-- Exercise description --
The lines of the records that include "wicker" should all be copied.

-- Dataset records --
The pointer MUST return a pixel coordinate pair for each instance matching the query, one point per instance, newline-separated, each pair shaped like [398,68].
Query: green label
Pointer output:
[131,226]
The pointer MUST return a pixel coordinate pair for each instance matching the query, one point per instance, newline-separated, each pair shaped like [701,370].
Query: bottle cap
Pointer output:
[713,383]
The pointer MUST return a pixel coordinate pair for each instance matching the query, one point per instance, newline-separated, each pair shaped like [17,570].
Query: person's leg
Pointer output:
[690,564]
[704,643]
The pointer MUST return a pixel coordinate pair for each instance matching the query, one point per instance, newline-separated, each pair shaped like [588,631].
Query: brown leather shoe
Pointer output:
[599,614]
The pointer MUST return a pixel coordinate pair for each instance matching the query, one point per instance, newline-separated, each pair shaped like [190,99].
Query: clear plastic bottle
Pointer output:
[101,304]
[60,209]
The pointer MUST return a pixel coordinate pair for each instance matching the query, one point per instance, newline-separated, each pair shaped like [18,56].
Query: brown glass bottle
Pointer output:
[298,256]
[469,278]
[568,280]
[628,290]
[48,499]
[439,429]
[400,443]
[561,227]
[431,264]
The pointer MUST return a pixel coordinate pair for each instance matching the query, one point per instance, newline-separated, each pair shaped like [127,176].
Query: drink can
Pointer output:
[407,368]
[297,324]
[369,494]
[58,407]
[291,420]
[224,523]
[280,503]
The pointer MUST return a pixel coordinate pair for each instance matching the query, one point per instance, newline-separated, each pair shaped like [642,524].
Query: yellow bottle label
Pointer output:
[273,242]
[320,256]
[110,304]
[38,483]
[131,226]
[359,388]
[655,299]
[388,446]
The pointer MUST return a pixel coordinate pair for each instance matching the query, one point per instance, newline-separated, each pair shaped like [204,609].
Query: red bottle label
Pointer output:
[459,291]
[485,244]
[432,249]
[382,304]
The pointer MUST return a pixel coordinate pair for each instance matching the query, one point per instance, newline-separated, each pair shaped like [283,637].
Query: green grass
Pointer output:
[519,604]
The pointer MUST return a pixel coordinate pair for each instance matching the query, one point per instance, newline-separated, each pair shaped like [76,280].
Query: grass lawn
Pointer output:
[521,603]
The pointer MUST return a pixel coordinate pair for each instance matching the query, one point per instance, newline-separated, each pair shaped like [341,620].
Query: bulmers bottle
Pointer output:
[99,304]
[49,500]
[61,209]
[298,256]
* * *
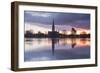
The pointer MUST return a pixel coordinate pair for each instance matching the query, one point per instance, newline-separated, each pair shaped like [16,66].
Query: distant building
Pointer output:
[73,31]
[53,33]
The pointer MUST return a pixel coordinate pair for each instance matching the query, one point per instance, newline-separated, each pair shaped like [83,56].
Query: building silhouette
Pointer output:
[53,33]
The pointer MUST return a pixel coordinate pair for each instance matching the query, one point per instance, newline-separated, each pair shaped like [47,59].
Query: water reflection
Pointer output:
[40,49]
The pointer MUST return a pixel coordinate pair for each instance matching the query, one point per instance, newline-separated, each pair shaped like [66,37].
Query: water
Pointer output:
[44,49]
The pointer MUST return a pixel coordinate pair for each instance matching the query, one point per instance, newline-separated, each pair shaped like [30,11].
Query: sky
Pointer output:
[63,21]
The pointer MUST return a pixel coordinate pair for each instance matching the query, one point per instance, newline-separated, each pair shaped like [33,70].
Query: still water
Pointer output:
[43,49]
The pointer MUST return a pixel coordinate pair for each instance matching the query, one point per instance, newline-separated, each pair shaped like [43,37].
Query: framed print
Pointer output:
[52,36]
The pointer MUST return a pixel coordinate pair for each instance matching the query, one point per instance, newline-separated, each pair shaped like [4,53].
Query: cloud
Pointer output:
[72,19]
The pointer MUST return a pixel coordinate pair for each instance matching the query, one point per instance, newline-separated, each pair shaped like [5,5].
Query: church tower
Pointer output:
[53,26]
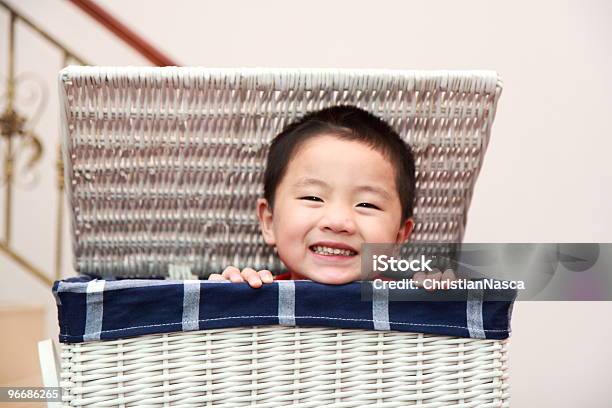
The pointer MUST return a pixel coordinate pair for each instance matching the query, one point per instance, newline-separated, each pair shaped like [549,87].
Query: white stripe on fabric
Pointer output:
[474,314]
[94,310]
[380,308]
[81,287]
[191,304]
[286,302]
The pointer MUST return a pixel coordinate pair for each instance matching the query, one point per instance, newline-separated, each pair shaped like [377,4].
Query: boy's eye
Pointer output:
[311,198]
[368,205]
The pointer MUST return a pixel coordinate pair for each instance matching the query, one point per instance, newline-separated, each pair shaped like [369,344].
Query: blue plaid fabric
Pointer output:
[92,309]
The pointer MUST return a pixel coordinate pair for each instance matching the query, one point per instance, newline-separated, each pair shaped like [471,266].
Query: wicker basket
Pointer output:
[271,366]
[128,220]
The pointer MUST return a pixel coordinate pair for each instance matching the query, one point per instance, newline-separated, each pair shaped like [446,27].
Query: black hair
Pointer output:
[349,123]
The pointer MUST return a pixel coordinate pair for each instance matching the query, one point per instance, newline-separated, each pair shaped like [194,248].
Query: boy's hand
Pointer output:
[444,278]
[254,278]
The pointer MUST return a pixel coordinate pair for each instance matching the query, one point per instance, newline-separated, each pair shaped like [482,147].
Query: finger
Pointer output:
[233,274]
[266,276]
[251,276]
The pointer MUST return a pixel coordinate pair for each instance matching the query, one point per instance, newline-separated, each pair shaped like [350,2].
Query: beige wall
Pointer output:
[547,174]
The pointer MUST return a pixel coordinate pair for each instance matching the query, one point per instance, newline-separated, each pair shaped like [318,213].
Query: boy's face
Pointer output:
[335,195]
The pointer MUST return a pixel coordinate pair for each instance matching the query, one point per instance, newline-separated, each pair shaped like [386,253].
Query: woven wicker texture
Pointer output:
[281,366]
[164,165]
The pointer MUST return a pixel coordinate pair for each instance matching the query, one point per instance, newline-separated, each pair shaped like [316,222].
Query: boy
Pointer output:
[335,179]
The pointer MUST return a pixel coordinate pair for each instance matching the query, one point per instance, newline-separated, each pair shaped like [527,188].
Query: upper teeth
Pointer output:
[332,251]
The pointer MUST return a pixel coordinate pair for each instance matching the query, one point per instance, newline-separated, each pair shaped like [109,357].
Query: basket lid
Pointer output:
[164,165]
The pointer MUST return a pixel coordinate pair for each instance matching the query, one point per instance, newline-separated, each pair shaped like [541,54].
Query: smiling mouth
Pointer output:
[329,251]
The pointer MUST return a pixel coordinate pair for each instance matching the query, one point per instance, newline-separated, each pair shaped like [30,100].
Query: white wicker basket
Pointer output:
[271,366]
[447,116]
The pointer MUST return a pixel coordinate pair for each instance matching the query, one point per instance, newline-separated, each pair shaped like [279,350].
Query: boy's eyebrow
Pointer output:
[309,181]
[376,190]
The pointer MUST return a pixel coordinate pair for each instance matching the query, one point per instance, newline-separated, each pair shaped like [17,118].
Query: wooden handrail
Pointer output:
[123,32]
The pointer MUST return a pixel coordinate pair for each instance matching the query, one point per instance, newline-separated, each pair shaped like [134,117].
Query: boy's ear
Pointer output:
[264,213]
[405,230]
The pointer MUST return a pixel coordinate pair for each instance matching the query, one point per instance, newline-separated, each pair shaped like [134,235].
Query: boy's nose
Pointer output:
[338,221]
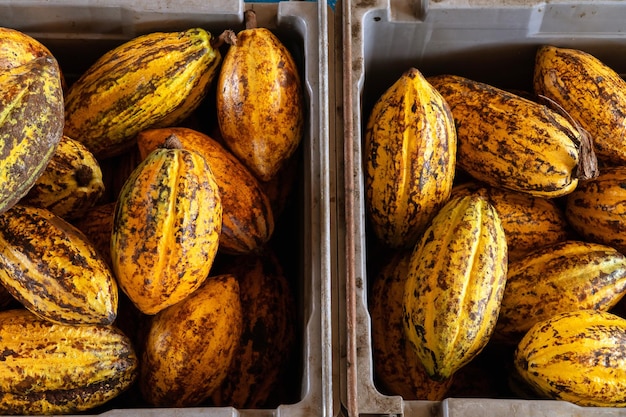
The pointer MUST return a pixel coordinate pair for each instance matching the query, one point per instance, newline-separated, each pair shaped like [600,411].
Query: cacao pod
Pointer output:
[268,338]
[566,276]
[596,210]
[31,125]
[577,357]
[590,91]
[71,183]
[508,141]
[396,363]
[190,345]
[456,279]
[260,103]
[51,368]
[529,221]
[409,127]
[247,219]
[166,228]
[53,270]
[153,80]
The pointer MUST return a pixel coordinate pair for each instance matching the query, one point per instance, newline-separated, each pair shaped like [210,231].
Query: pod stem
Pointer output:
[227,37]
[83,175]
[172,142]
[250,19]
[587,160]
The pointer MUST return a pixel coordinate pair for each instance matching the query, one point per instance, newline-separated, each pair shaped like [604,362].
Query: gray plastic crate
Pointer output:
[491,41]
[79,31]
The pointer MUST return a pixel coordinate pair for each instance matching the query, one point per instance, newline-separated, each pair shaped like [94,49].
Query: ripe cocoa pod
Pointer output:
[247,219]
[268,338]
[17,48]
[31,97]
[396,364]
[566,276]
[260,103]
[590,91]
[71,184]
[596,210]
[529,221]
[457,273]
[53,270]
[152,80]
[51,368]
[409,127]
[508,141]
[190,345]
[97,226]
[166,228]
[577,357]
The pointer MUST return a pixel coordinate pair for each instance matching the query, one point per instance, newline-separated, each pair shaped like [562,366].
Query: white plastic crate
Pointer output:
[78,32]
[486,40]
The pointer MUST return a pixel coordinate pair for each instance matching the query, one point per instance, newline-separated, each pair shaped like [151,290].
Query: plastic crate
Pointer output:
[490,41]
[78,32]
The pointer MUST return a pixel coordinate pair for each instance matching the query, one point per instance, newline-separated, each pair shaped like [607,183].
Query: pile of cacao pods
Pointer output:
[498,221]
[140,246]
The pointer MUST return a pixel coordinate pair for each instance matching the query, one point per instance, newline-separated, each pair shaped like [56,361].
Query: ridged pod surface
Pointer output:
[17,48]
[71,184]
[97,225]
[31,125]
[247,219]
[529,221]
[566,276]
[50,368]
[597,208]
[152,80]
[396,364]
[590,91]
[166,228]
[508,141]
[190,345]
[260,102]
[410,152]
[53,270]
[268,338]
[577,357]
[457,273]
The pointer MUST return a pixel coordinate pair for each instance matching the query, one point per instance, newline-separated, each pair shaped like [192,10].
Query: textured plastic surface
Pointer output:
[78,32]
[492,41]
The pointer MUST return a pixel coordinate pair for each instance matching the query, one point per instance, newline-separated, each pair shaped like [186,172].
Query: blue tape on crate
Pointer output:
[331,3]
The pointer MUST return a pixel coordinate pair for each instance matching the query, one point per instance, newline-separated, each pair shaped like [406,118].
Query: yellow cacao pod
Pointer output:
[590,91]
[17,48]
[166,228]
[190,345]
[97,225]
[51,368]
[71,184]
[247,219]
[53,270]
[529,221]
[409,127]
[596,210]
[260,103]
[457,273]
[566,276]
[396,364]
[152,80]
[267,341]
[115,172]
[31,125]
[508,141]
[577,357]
==
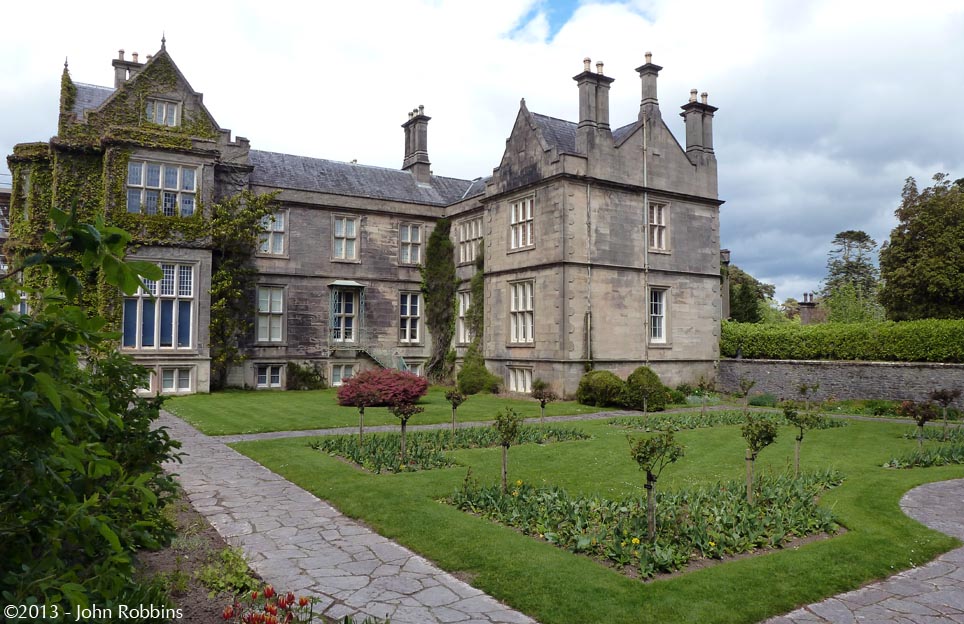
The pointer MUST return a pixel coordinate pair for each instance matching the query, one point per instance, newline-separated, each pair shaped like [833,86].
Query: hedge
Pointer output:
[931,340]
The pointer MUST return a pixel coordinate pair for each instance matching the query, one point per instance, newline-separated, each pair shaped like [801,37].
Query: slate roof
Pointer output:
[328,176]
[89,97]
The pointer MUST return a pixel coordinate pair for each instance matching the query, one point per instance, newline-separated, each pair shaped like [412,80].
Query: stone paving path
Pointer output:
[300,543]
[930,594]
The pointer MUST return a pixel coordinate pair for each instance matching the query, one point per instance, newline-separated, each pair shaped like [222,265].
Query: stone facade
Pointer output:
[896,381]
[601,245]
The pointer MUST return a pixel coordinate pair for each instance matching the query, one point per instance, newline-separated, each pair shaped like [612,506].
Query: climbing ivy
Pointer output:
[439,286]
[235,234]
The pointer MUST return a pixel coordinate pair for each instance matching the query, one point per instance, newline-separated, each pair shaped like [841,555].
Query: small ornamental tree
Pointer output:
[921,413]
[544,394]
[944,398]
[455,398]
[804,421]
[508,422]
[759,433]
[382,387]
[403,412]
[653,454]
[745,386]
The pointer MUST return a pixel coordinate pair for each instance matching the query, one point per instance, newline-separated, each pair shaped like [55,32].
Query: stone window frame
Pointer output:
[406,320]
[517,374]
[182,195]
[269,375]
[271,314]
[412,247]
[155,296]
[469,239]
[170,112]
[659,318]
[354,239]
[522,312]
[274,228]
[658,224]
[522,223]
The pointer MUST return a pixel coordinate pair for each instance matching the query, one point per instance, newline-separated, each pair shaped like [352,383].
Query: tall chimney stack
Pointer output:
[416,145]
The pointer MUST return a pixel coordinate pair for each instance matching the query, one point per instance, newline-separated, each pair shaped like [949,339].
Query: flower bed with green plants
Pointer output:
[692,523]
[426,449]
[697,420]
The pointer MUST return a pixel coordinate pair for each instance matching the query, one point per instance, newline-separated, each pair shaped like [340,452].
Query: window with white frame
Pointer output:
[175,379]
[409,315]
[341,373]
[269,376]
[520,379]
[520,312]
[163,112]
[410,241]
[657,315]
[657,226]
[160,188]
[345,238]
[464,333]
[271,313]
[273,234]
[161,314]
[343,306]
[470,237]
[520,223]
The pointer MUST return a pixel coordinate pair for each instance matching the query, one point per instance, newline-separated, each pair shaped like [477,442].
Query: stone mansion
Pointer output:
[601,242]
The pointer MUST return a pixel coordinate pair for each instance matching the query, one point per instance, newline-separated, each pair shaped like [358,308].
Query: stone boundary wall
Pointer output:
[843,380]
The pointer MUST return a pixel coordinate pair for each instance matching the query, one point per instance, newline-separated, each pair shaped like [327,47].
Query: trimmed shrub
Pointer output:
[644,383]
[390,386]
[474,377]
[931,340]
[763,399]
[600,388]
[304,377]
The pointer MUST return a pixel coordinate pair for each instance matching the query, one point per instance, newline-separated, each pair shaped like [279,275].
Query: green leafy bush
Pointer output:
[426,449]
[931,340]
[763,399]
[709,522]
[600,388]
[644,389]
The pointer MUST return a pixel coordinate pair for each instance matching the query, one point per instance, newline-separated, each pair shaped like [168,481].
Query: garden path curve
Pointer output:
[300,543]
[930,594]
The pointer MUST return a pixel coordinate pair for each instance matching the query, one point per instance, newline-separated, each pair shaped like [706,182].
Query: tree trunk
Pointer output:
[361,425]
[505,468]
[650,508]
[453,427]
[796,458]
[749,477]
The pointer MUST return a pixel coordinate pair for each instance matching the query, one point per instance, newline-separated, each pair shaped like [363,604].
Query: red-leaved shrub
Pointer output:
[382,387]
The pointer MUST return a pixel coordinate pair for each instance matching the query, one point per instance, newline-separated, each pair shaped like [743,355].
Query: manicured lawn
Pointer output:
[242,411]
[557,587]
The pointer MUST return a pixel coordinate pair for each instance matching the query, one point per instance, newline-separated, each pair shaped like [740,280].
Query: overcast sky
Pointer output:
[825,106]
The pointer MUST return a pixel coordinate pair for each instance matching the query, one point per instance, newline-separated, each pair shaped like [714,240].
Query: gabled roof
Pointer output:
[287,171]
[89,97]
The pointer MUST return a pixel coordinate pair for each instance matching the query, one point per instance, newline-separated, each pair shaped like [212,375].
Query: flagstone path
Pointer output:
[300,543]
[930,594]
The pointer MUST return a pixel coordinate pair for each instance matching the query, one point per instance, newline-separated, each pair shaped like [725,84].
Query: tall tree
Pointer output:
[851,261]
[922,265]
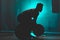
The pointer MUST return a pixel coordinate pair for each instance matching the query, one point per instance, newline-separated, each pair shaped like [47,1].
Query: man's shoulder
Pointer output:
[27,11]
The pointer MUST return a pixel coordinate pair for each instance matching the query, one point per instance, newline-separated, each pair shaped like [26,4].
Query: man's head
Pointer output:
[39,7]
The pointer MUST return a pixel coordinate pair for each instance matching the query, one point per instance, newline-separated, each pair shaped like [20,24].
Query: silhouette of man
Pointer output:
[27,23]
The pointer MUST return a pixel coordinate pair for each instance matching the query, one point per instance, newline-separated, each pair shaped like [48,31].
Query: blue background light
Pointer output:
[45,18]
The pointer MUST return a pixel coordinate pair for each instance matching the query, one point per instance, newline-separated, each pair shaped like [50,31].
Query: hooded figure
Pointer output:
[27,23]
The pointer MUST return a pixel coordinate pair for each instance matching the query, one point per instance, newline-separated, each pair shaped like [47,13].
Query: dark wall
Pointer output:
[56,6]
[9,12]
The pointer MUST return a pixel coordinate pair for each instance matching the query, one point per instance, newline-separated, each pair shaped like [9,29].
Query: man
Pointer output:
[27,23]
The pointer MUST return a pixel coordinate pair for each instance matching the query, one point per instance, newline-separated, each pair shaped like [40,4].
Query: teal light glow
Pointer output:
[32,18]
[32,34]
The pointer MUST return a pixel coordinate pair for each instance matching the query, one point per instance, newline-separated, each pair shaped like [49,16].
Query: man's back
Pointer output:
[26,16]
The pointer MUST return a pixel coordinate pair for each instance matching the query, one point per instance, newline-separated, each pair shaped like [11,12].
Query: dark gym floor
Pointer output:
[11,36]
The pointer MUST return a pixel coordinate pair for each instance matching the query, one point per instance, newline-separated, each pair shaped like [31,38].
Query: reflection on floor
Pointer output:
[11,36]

-- Response below --
Query: wicker basket
Query: woven wicker texture
Query: white wicker basket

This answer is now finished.